[Start Page]
This definition has been widely used by astronomers when publishing
discoveries in
journals since this time, although it remains a temporary, working
definition until a more permanent one is formally adopted. It also did not
address the
controversy over the lower mass limit.
However, in 2006,
the general assembly of the IAU voted to pass a resolution that
redefined planets within the Solar System as[1]:
- A celestial body that is (a) in orbit around the Sun, (b) has sufficient
mass for its self-gravity to overcome rigid body forces so that it assumes a
hydrostatic equilibrium (nearly round) shape, and (c) has
cleared the neighbourhood around its orbit.
Under this definition, the Solar System is considered to have eight planets.
[End Page]
[Start Records provided]
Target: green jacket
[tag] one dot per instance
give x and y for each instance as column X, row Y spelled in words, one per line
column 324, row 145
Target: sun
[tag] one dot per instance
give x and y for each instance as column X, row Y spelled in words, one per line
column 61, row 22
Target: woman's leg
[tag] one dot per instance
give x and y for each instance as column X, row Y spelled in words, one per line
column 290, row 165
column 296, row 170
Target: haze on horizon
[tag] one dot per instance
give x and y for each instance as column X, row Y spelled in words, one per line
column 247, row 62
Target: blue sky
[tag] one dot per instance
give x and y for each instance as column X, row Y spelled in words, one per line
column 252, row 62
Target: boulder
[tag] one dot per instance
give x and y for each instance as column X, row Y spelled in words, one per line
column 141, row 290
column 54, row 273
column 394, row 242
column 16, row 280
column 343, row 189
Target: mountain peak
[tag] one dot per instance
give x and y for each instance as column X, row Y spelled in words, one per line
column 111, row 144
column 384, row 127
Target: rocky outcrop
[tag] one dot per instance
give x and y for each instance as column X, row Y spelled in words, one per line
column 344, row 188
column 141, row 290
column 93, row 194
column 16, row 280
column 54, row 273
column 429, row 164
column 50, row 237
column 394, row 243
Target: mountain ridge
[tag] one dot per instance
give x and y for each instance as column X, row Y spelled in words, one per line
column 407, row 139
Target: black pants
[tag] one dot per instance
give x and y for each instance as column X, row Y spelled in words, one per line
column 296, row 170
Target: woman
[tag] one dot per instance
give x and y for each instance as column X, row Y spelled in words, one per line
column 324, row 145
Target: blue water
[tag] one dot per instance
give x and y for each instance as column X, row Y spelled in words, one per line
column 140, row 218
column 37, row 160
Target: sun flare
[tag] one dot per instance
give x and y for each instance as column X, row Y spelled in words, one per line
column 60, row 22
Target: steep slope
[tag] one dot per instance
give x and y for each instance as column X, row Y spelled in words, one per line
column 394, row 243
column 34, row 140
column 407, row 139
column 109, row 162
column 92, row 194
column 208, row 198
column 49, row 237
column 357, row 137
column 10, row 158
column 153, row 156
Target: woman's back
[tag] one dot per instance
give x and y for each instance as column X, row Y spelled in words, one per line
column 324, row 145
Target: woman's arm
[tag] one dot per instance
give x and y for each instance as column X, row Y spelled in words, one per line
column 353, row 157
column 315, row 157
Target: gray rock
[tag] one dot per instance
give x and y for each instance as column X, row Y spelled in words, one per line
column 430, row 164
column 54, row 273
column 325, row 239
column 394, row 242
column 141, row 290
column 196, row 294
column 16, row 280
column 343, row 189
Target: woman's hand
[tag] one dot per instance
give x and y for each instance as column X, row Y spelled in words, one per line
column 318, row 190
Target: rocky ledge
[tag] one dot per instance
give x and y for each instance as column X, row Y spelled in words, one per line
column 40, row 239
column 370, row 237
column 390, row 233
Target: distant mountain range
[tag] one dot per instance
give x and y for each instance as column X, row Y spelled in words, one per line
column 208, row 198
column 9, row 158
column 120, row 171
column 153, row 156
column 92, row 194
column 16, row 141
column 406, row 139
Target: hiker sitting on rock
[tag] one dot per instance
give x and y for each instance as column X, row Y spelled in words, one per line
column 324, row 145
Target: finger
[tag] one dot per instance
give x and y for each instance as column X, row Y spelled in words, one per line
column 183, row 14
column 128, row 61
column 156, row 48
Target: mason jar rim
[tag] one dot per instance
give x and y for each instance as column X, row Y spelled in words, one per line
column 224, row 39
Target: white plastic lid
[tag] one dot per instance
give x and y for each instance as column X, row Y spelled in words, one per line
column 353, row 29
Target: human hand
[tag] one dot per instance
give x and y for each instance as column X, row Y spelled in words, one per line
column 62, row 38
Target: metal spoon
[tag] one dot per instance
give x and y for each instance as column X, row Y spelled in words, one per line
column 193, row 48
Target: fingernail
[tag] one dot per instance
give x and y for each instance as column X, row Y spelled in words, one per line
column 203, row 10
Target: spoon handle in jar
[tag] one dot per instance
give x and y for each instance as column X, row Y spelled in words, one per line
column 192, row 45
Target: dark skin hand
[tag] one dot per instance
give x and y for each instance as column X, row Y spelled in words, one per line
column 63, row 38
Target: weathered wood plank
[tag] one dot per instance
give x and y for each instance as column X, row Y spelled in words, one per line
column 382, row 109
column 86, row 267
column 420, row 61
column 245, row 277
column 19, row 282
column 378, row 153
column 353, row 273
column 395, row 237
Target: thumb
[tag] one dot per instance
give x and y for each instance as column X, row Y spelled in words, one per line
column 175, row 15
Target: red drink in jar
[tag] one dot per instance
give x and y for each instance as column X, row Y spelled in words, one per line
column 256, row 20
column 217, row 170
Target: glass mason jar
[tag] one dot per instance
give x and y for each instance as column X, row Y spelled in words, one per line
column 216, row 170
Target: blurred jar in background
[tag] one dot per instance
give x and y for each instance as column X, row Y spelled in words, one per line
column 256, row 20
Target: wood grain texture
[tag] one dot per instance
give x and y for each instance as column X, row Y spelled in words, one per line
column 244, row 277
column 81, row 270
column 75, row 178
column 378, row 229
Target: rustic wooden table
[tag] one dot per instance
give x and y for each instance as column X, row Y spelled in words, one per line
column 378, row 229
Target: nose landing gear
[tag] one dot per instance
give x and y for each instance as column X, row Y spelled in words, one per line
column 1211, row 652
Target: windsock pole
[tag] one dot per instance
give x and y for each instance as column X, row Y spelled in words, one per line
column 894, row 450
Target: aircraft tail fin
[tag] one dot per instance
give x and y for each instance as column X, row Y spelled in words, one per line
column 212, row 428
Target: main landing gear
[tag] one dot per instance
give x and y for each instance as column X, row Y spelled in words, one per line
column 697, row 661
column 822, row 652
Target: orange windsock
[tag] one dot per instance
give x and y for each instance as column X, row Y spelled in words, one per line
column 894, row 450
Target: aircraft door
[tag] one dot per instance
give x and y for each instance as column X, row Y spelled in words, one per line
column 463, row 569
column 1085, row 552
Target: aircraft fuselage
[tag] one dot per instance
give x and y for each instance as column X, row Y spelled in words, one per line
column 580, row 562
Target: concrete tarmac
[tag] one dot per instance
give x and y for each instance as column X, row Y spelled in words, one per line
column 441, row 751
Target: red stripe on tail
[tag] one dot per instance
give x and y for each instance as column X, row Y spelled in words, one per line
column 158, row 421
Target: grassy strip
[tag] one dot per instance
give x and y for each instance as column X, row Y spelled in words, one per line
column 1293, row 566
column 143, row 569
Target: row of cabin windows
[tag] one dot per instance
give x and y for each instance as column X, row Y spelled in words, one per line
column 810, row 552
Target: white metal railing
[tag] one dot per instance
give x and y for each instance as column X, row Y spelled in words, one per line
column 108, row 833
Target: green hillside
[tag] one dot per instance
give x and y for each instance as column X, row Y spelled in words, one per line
[End Records provided]
Tasks for this exercise
(1) In the passage on defining planets, how many planets does the Solar System have under the 2006 definition?
(2) Write out everything in the passage on defining planets from "This definition has" down to "around its orbit.".

Solutions to the exercise
(1) Eight.

(2)
This definition has been widely used by astronomers when publishing
discoveries in
journals since this time, although it remains a temporary, working
definition until a more permanent one is formally adopted. It also did not
address the
controversy over the lower mass limit.
However, in 2006,
the general assembly of the IAU voted to pass a resolution that
redefined planets within the Solar System as[1]:
- A celestial body that is (a) in orbit around the Sun, (b) has sufficient
mass for its self-gravity to overcome rigid body forces so that it assumes a
hydrostatic equilibrium (nearly round) shape, and (c) has
cleared the neighbourhood around its orbit.